BEGIN GIVEN ENTRIES
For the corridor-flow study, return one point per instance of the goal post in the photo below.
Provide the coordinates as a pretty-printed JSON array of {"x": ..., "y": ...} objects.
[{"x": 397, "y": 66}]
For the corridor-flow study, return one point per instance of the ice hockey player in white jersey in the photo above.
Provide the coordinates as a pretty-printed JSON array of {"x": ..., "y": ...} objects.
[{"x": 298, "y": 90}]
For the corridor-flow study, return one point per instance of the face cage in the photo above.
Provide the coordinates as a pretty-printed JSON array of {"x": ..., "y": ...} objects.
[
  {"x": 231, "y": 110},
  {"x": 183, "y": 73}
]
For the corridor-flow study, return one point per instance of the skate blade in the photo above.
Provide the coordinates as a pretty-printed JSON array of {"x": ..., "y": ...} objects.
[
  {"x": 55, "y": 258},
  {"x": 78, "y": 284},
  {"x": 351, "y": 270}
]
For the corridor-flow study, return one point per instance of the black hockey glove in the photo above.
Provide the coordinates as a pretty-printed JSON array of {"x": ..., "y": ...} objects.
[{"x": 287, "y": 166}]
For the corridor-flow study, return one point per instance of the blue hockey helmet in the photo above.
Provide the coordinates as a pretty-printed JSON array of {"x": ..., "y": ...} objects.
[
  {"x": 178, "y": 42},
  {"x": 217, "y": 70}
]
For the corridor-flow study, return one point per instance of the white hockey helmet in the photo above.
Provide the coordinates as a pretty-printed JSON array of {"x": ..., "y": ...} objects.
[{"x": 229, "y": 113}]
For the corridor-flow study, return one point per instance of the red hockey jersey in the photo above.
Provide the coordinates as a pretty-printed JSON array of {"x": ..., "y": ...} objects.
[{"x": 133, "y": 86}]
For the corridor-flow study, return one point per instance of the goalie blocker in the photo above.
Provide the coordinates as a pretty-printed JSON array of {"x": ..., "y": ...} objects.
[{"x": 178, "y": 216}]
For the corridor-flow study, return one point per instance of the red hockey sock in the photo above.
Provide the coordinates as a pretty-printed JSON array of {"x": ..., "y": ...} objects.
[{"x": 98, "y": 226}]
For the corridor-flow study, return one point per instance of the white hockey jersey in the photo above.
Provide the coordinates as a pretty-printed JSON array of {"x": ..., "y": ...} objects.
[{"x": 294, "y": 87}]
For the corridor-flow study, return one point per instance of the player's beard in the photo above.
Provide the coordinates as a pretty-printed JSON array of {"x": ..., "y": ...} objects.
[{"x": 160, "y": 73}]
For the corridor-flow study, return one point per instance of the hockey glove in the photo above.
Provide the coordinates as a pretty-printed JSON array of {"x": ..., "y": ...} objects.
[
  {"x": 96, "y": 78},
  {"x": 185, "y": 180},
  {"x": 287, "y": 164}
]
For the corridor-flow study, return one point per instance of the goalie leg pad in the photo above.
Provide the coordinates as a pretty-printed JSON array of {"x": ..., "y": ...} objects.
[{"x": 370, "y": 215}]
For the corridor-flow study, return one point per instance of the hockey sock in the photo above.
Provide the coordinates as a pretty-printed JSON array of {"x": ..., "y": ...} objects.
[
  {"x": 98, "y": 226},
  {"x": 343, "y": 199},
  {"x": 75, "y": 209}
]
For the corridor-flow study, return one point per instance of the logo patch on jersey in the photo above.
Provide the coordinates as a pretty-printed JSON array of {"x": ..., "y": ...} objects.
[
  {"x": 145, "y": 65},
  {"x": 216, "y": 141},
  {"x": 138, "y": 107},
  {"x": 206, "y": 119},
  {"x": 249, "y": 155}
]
END GIVEN ENTRIES
BEGIN GIVEN ENTRIES
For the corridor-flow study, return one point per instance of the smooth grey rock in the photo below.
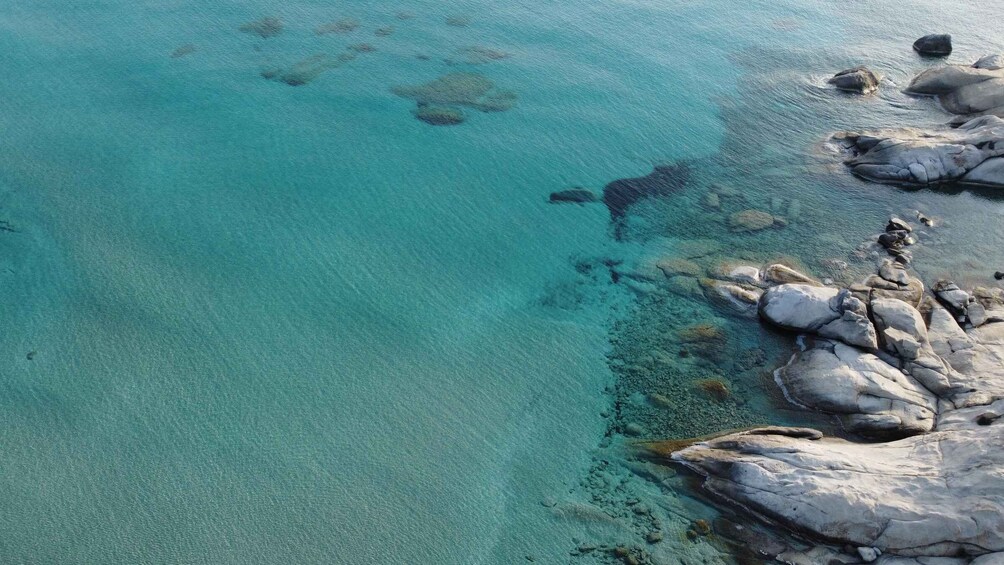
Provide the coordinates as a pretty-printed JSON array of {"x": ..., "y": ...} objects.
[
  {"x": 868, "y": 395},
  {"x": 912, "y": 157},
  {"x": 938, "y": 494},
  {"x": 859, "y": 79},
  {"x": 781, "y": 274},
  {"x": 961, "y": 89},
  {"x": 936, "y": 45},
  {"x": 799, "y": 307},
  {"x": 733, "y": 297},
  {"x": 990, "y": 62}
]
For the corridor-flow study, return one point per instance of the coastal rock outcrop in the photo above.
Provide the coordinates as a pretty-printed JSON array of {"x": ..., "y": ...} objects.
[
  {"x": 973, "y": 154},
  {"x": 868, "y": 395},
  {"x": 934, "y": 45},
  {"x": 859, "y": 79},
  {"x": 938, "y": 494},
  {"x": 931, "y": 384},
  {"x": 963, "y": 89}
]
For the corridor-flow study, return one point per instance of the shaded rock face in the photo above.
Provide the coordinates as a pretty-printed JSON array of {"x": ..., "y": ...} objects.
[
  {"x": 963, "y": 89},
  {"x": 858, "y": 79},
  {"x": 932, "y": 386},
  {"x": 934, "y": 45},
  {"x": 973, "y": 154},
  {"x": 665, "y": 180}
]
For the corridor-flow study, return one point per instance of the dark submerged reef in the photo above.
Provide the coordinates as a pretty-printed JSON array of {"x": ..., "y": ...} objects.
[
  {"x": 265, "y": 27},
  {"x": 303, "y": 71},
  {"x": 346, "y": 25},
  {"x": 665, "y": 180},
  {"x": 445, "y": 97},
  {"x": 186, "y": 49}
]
END GIVEN ENTRIES
▸ WHAT TO WORK ON
Would you quote everything above from the line containing "red hockey jersey in the photo above." down to the line containing "blocker in the photo above."? Include both of those lines and nothing else.

▸ PROBLEM SOLUTION
For the corridor-flow study, return one point per instance of the red hockey jersey in the photo above.
Provide the coordinates as a pretty-printed JSON array of {"x": ..., "y": ...} objects.
[{"x": 133, "y": 86}]
For the corridor-flow study, return one point per instance of the goalie blocker in the photo above.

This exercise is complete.